【草の根技術協力事業】バングラデシュとの出会いと思い出話(NPO法人ジョロナ)

2023年5月9日

今回は、南アジアのバングラデシュで草の根技術協力事業を実施したNPO法人ジョロナの代表理事であり、事業ではプロジェクトマネージャーを務められた滝波先生の体験記をご紹介します。滝波先生は歯科医師であり、バングラデシュでは長年に渡り住民の口腔衛生の改善や健康維持に関する活動を行ってきました。2023年3月に終了した草の根技術協力事業においては、バングラデシュの紅茶農園の労働者及びその家族を中心に、デンタルキャンプ(口腔検診、健康相談、歯磨き講座等)の実施支援や、地域の医療従事者を対象としたミニセミナー、現地の歯科医師を対象とした勉強会や実習支援を行ってきました。バングラデシュとの出会いや現地の人々との印象深いお話しを語っていただきます。

バングラデシュ初訪問から25年、思い出話を語ります

新しい歯ブラシにワクワク

「イン シャー アッラー」

この言葉との出会いは1996年の冬、バングラデシュからの留学生Khan君を新千歳空港で出迎え、大学に向かう車内で彼の将来の夢を聞いていた時でした。英語に交じって「イン シャー アッラー」という言葉が出てくるので意味を聞いてみると「そうあって欲しい将来の事で、神が決める事」とのことでした。
彼との出会いがバングラデシュでの草の根事業に関わる全ての始まりでした。
1999年のバングラデシュ初訪問から25年、「この言葉」に関わる“爺さんの思い出話”を聞いてください。

レンタカーの運転手とナセル少佐の「この言葉」

2009年8月、チッタゴン管区のクミッラ近郊で歯磨き指導、モデルプロジェクト実施中の事。前夕、運転手に「明日の集合時間は8時10分前」と伝えたが本人は翌朝8時に自宅で食事中。

* **課題一覧**:
a: 体験記のうち、「今回は、南アジアのバングラデ」を含む語句で始まり「レンタカーの運転手とナセル少佐の「この言葉」」で終わる部分をそのまま書き出してください。
b: 体験記の内容を2文で要約してください。
c: 体験記によると、バングラデシュへの初訪問は何年でしたか。

* **データ抜粋**:
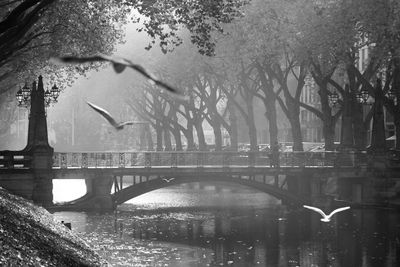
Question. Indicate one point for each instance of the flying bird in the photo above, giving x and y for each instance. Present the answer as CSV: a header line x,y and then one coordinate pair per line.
x,y
326,218
107,116
119,65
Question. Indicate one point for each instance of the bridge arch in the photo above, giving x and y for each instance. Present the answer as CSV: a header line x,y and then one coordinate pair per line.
x,y
154,184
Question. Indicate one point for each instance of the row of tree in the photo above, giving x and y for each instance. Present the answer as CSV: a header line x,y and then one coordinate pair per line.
x,y
269,54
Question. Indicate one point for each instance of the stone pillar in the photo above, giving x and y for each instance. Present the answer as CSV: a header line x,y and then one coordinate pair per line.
x,y
39,149
99,190
346,137
377,148
378,138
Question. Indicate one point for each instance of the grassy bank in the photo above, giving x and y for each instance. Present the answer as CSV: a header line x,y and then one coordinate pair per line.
x,y
30,237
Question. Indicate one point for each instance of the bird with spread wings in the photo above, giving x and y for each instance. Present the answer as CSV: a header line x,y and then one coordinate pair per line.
x,y
111,120
326,218
119,65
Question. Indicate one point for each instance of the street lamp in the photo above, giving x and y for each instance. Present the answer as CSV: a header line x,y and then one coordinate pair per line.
x,y
362,96
333,99
23,96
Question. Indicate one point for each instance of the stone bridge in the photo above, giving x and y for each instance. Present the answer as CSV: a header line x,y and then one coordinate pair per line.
x,y
300,177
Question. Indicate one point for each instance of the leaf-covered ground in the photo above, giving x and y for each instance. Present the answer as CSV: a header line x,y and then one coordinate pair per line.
x,y
29,236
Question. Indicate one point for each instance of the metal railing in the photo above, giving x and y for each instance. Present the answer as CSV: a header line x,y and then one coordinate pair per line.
x,y
176,159
14,160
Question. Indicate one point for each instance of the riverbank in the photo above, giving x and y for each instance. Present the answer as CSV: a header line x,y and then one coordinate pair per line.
x,y
29,236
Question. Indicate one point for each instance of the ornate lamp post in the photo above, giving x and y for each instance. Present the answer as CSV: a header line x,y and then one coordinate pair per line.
x,y
23,96
333,99
378,137
362,96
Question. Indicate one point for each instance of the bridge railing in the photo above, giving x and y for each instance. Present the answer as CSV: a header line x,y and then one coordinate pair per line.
x,y
14,159
202,159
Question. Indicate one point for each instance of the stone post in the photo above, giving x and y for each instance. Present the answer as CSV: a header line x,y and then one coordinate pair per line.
x,y
39,149
377,148
346,137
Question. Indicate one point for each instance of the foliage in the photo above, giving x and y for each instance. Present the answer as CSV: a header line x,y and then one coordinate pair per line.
x,y
30,237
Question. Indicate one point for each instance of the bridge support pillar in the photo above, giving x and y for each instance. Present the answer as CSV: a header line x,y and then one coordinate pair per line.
x,y
39,149
99,192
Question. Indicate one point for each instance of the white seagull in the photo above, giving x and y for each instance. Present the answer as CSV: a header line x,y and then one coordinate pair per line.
x,y
119,65
107,116
326,218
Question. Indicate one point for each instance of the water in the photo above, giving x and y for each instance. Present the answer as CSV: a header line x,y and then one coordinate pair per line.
x,y
203,226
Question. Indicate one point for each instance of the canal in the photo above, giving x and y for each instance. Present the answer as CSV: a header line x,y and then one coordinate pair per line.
x,y
223,225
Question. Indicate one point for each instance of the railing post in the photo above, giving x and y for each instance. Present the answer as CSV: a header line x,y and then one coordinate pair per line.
x,y
251,157
122,160
133,159
64,160
200,159
147,159
84,163
226,161
174,160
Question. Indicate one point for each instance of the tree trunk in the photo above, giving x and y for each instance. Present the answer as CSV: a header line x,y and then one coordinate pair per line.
x,y
234,128
200,135
167,139
142,139
359,130
270,114
189,137
328,121
150,143
159,137
397,129
217,135
178,140
252,126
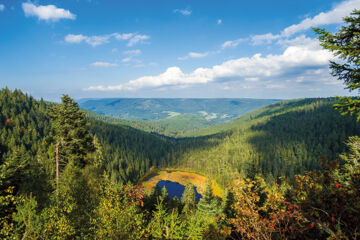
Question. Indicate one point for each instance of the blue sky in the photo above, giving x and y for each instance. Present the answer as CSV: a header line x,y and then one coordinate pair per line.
x,y
168,48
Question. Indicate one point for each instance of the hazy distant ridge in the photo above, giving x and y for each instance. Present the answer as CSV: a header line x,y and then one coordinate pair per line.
x,y
211,109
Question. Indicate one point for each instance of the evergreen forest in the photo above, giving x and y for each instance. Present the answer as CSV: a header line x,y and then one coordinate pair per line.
x,y
289,170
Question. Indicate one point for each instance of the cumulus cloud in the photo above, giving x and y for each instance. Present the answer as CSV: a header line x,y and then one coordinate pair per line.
x,y
184,12
264,38
135,52
333,16
136,39
102,39
194,55
295,60
103,64
233,43
47,13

* **番号付き解答**:
a:
今回は、南アジアのバングラデシュで草の根技術協力事業を実施したNPO法人ジョロナの代表理事であり、事業ではプロジェクトマネージャーを務められた滝波先生の体験記をご紹介します。滝波先生は歯科医師であり、バングラデシュでは長年に渡り住民の口腔衛生の改善や健康維持に関する活動を行ってきました。2023年3月に終了した草の根技術協力事業においては、バングラデシュの紅茶農園の労働者及びその家族を中心に、デンタルキャンプ(口腔検診、健康相談、歯磨き講座等)の実施支援や、地域の医療従事者を対象としたミニセミナー、現地の歯科医師を対象とした勉強会や実習支援を行ってきました。バングラデシュとの出会いや現地の人々との印象深いお話しを語っていただきます。

バングラデシュ初訪問から25年、思い出話を語ります

新しい歯ブラシにワクワク

「イン シャー アッラー」

この言葉との出会いは1996年の冬、バングラデシュからの留学生Khan君を新千歳空港で出迎え、大学に向かう車内で彼の将来の夢を聞いていた時でした。英語に交じって「イン シャー アッラー」という言葉が出てくるので意味を聞いてみると「そうあって欲しい将来の事で、神が決める事」とのことでした。
彼との出会いがバングラデシュでの草の根事業に関わる全ての始まりでした。
1999年のバングラデシュ初訪問から25年、「この言葉」に関わる“爺さんの思い出話”を聞いてください。

レンタカーの運転手とナセル少佐の「この言葉」

b: NPO法人ジョロナ代表理事で歯科医師の滝波先生は、バングラデシュで長年住民の口腔衛生の改善や健康維持に取り組み、2023年3月に終了した草の根技術協力事業ではデンタルキャンプの実施支援や医療従事者向けのミニセミナーなどを行ってきました。バングラデシュとの関わりは1996年の冬に留学生のKhan君を新千歳空港で出迎えたことに始まり、その車内で「イン シャー アッラー」という言葉の意味を教わりました。

c: 1999年です。